BEGIN SELECTED EXTRACT
GPS hold has worked very well for me. The position fix stays dead on, even during windy conditions. However, sometimes the ship will begin to Oscillate on the horizontal axis at times. The wobble will get worse and worse until I switch off the GPS hold. The oscillation resembles a plate that wobbles on a table top with increasing severity. The camera is clearly acting like a pendulum and the GPS hold feature needs to be fine-tuned. Aside from checking the balance of the camera on the gimbal, can anyone suggest what setting in the GPS MKTools Parameters to adjust? Here are the GPS Settings…
Josh what are you flying and what all up weight? I found a gain of 85% was better for me than 100%. Also when were you were flying and got the wandering? Did you check the GPS storm data at n3kl.org? You can see the chart at the bottom of my weather station homepage at home.comcast.net/~999kg. Level 1-2 should be rock solid, be careful at level 3 and 4 and above GPS may be totally unusable.
Thanks for the quick reply Gary. I'm carrying only a 6,200 mAh battery and CX760 so the weight is nothing extreme. I have yet to actually weight the setup. I don't have any wandering. It stays in one place even when it starts doing the washbowl effect. I did just check the gimbal placement and camera placement and found that I was able to make some adjustments. Now, when I fire up the radians and start rocking the ship with my hands it seems more neutral. Before, when I started rocking it with my hands, I could feel the gimbal fight with the balance of the ship. Sooo maybe it's all good now, without even making any changes in MKtools. I will test and let you know the results. If not, then I will test out a change with the GPS gain.
END SELECTED EXTRACT
BEGIN TASK INPUT
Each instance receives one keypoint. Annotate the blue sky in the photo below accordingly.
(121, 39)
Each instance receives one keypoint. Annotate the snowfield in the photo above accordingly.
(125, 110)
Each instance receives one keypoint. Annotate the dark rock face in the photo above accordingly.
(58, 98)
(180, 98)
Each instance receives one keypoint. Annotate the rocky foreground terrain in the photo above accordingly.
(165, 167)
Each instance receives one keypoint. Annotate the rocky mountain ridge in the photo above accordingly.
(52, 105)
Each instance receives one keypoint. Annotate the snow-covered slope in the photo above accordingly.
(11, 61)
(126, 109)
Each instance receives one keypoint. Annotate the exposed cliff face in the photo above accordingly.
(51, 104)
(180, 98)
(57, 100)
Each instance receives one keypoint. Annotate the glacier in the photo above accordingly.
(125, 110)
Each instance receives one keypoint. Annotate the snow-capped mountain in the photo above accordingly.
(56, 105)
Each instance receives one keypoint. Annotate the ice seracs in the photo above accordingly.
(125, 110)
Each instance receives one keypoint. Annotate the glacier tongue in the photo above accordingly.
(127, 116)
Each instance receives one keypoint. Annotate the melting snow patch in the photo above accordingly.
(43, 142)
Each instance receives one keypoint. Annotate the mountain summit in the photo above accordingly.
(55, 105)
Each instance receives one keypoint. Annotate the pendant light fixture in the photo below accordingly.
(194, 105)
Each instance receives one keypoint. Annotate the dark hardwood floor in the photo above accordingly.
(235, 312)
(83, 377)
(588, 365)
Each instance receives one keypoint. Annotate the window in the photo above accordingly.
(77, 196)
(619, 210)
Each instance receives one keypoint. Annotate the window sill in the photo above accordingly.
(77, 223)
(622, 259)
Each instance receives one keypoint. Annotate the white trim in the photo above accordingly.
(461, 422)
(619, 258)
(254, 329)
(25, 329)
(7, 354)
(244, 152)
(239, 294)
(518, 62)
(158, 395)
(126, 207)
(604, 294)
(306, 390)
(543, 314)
END TASK INPUT
BEGIN TASK INPUT
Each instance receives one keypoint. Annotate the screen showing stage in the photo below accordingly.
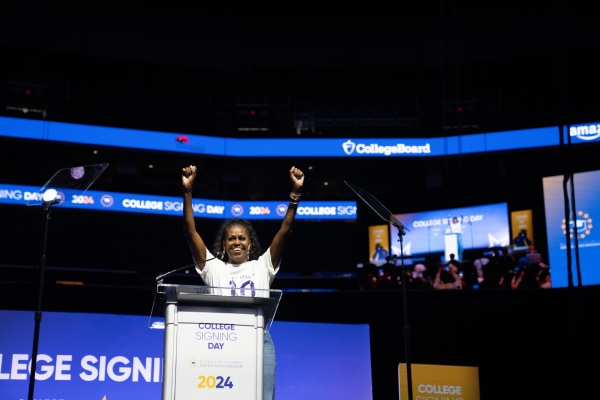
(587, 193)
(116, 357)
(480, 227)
END TASK INPUT
BEGIN TASK INPUT
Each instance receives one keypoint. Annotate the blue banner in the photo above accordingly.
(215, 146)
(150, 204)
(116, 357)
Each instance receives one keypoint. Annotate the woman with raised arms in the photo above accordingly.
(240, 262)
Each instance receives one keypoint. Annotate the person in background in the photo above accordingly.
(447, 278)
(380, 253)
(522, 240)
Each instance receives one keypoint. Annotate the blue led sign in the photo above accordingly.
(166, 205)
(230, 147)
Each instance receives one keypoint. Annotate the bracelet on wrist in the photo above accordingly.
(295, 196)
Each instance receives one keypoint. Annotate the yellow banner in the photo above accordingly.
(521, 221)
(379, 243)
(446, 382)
END TASK INPUT
> **WHAT TO DO**
(a) List every quantity in the GPS hold discussion that is written with a unit or a percent sign.
(b) Locate each row containing the word "window" and copy those rows out in full.
The rows bear no relation to the text that precedes them.

> **RESPONSE LIST**
(a) 85%, 100%, 6,200 mAh

(b)
Each instance receives one keypoint. Annotate the window in the photo above accordingly.
Each instance receives one keypoint. Annotate the window sill in the photo above accordingly.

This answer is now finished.